=== Your objective ===
Decide whether each statement agrees with the TSDZ2 motor thread below, answering yes or no and quoting the deciding words from the thread: (a) the first post's writer runs the motor in at least the top 80% of the rpm range for a given gear; (b) the first post's writer has a way of monitoring engine power output; (c) the proposed LCD3 setting would cut motor power in half at 70 degrees.
═══ Page extract
New "TSDZ2 Torque Sensor Central Motor"

I'm sorry you burned up your motor Casainho :( I have yet to have my motor cut out due to high temps. I am guessing that going over 750w increases the odds of overheating them, and probably especially when it is really hot outside as opposed to the winter. Also it probably makes a differnece as to what rpm range you are running. I always run my motor in at least the top 80% of the rpm range for a given gear. I do not have a way of monitoring engine power output but I suspect riding this way reduces power output. It must because my 2ah battery lasts a long time (5 miles) and I am even undercharging it by about 2 volts.

I think if you are running this motor in lower rpm ranges then it would probably be wise to back off the amps. I think perhaps you can raise them a bit if you are always running in the upper rpm range though.
 
AZUR said:
Maybe someone who has contacts with the TSDZ2 factory can ask if the motor (or controller) has any internal temperature sensors.
I have another idea: I think silicon ics have operation temperature up to about 125c. And 8nside the motor, we have 3 of them, the hall sensors!!! So, maybe the have the functionality to detect high temp and disable their outputs and on that way the hall sensor signals would have an invalid sequence and the firmware detects by simple not driving the mosfets on that situation...
 
I haven't looked at the the LCD3 schematic for any further info..but potentially the internal one could also be extended to the casing.

I don't have a photo where I put in my sensor, but following the idea on what hot rodders have done for the BBS02, I used silicone caulk to glue the sensor (see photo) inside the aluminum shell (though it could even go right on the motor itself for quicker/more accurate reading.

I know the cycle analyst uses a temperature sensor for the same reason.

casainho said:
pawepie said:
the LCD3 is able to read temperature values...though I don't know how exactly. Perhaps adding in a temperature probe and cutting off/reducing the maximum power when it reaches a certain level?

I have a tank thermometer sensor I affixed into the motor casing with silicone caulk, but I haven't been cranking up the amps so haven't been monitoring the temperature for a while. It's a very manual process though (will attach photos when I am back home)
Yes, I now want to do what other systems implement: motor temperature reading and motor power reducing after certain temperature.
I thought the motor temperature was used because of nylon gears but now I understand that is also very important to avoid expressive demagnetization.
Also, I wounder if my nylon gear did fail because also of higher temperature - I remember I was riding at max power for long time when it failed.

I would like to seee your photos. I need to find a sensor and glue to the motor. Also maybe connecting to some free header pin on the motor controller (in the limit, to throttle connection).

So, motor controller can reduce the power as temperature increases. On LCD3 we should se the temperature as also define the start and end value of temperature, like: 65 degrees at start temperature and 75 at end value, where at middle (linear ramp) 70c, the power to motor would be cut in half/50%.
══════
═══ Data
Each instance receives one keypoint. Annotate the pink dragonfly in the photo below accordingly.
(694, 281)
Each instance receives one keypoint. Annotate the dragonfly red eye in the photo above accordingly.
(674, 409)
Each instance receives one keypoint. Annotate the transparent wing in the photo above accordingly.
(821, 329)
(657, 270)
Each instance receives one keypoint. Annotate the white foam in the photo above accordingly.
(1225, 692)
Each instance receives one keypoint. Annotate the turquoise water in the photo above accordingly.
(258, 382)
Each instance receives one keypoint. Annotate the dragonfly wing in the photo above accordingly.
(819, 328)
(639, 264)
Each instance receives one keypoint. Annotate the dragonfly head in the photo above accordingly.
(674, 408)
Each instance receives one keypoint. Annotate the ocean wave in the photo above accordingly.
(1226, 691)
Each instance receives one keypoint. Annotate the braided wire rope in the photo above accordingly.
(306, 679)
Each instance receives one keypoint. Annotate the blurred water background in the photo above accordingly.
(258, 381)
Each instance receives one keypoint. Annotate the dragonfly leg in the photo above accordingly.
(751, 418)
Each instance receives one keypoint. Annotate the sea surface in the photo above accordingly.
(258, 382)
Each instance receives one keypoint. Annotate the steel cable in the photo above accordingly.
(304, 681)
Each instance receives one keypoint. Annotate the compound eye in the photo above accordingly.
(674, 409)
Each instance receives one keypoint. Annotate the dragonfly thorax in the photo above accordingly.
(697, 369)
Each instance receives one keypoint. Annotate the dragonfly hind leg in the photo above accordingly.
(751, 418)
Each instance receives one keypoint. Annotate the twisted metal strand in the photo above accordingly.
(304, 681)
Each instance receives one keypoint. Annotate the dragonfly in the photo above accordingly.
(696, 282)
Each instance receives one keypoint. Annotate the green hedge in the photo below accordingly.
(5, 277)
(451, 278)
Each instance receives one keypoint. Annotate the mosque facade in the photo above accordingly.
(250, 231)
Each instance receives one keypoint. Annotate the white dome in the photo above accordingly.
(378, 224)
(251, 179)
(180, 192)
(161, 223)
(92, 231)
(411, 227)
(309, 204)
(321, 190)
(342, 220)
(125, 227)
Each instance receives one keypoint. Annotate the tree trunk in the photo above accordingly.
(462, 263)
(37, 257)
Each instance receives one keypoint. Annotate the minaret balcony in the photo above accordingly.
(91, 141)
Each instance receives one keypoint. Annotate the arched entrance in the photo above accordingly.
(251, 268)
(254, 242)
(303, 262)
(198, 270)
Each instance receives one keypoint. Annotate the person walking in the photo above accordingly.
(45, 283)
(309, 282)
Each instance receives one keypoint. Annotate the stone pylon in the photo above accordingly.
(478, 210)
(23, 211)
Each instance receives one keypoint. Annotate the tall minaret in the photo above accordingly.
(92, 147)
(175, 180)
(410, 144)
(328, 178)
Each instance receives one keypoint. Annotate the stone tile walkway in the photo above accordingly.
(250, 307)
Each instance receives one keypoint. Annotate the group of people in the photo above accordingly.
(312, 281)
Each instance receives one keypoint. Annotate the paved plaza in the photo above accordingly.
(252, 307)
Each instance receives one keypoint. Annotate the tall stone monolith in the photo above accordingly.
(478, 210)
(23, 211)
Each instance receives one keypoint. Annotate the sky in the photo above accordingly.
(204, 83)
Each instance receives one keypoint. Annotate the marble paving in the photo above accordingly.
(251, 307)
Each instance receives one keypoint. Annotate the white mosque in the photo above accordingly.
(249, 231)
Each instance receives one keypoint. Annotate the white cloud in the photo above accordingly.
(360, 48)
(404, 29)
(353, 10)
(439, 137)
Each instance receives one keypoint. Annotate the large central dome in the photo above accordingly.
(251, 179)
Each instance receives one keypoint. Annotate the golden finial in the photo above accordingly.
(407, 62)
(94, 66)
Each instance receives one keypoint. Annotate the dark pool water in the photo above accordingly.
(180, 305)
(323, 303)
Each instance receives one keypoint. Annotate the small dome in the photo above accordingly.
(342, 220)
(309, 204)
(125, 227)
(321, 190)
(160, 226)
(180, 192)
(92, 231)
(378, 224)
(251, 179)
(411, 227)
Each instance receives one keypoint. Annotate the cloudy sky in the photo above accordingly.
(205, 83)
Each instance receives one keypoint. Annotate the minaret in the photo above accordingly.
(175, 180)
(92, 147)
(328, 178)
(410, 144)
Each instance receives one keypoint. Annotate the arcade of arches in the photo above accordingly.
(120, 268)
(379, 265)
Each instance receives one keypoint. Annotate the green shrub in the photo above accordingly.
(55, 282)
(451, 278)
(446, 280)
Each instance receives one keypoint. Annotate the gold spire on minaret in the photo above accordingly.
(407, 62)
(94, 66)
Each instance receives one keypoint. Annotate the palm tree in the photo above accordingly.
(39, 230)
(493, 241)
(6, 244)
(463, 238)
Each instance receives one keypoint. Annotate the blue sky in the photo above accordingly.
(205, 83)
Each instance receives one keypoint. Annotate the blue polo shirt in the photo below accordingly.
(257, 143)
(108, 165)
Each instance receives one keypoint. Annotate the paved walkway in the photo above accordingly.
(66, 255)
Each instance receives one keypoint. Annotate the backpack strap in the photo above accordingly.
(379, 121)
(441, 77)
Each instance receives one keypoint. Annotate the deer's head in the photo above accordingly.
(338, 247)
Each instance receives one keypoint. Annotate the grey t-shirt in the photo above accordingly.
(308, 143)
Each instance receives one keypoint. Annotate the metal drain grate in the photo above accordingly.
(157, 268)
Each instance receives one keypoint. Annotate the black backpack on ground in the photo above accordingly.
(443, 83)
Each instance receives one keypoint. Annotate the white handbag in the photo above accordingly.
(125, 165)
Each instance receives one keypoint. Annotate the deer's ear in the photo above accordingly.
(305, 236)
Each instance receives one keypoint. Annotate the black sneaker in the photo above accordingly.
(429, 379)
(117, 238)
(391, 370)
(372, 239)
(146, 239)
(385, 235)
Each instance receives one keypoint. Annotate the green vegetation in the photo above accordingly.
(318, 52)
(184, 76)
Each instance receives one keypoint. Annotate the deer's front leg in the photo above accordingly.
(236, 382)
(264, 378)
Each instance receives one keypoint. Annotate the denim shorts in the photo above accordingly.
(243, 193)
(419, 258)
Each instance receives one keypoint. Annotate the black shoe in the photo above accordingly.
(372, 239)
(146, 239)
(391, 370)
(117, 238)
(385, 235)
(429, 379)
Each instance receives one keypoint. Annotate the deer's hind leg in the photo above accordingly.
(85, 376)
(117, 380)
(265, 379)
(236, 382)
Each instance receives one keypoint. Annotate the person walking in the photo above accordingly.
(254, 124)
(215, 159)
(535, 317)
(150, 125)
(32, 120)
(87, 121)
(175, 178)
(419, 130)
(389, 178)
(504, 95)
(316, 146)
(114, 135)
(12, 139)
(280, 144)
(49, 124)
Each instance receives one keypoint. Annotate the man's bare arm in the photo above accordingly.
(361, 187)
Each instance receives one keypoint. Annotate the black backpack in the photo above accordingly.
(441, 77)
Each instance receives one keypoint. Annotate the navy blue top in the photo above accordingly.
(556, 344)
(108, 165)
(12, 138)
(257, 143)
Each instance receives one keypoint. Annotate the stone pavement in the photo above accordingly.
══════
=== Solution to the problem ===
(a) Yes: "I always run my motor in at least the top 80% of the rpm range for a given gear."
(b) No: "I do not have a way of monitoring engine power output"
(c) Yes: "where at middle (linear ramp) 70c, the power to motor would be cut in half/50%."